- [Set exercise 1]
Using the guide to Orion virtual machines, say whether each statement agrees with it: (a) It suggests waiting about five minutes before the first connection attempt. (b) The RDF share can be mounted only after editing the VM template. (c) Deleting the VM means clicking a red button with a trash can icon. For each, answer yes or no and quote the deciding words.

Create a virtual machine.

go to VMs in the left-hand navigation
click on the green button with a plus sign icon
select "rocky 8.9 cloud vm - small" in the list
click the "create" button
give the instance a name ("netid-project" or something)
leave the rest of the default settings
find your vm instance in the dashboard and click on it
remember the instance's ip address

when you first instantiate a vm, there are some post-deploy scripts that will run to perform some extra configuration (including creating a user account with your netid with sudo access and inserting your public key). You might want to wait five minutes or so before trying to connect the first time.

you should be able to access the vm through vnc in the orion web ui by clicking the button with the monitor icon and selecting "vnc". you'll be taken to a vnc session with the instance. you can also ssh to the instance using ssh @. depending on your ssh configuration, you may have to use the -i option to specify the location of your private key. For example: ssh -i ~/.ssh/<key> <user>@<ip>

Connect to the RDF share in the VM

The vm template in orion is already configured to mount the rdf share. you can do so by entering mount /rdf on the command line which mounts the top-level of the share. you can navigate down to your folder at /rdf/crc/<netid>.

Deleting the VM

log back in to https://orion.crc.rice.edu
find your vm instance and click on it
click the red button with the trash can icon and click "terminate"

Records of labeled points
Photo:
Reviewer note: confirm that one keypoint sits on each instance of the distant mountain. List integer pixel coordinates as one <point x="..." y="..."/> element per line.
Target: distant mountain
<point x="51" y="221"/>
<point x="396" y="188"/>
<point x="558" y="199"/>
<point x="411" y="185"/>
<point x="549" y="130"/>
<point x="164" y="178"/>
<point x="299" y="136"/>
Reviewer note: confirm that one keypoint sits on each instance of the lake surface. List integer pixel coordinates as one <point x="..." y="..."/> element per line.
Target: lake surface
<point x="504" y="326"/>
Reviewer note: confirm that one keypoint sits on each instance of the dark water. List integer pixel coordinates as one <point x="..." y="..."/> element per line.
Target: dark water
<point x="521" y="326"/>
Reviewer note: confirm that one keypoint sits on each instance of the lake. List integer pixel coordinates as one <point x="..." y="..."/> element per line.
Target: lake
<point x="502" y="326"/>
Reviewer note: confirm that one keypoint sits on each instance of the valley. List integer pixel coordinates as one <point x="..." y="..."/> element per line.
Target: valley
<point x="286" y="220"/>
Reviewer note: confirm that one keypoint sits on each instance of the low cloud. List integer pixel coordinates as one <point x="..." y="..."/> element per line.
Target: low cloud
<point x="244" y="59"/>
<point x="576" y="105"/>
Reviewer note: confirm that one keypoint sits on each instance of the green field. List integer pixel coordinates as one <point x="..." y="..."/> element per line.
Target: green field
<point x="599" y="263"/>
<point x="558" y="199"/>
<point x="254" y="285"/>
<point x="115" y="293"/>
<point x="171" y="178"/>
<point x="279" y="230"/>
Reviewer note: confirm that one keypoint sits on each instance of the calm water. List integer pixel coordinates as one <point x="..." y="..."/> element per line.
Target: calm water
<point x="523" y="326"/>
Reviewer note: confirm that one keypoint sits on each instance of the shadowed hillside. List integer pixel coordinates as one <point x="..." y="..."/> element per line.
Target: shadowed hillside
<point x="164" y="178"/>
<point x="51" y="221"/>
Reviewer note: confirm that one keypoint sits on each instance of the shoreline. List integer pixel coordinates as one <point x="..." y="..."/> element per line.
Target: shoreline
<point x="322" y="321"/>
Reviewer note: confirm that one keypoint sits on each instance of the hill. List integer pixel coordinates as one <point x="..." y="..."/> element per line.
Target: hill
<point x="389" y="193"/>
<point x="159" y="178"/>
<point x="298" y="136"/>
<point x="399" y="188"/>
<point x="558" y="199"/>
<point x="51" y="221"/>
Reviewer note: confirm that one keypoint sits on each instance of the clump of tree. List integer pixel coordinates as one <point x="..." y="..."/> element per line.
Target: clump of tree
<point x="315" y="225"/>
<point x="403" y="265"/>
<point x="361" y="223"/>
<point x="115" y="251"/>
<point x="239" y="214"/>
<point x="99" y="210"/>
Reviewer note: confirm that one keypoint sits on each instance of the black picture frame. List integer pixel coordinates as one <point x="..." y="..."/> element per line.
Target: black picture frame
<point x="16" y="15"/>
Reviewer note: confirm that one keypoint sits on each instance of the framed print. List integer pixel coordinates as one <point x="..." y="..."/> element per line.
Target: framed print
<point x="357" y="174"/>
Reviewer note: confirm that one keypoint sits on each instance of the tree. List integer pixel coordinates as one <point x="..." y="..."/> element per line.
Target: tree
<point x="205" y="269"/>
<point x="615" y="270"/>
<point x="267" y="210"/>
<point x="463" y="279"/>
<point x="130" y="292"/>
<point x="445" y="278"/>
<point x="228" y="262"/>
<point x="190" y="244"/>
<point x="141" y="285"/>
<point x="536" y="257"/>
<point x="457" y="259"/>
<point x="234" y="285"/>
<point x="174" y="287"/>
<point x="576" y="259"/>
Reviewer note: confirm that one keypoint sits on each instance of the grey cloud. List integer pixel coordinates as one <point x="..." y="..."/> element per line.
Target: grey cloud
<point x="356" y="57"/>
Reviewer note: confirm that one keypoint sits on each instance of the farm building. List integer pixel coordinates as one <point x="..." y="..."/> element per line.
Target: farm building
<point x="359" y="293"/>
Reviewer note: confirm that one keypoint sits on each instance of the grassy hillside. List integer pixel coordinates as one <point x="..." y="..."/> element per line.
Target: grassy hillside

- [Set exercise 2]
How many lines of the records above contain the word "field"? Reply with the number alone.

- [Problem solution 1]
(a) Yes: "You might want to wait five minutes or so before trying to connect the first time."
(b) No: "The vm template in orion is already configured to mount the rdf share."
(c) Yes: "click the red button with the trash can icon and click "terminate""

- [Problem solution 2]
2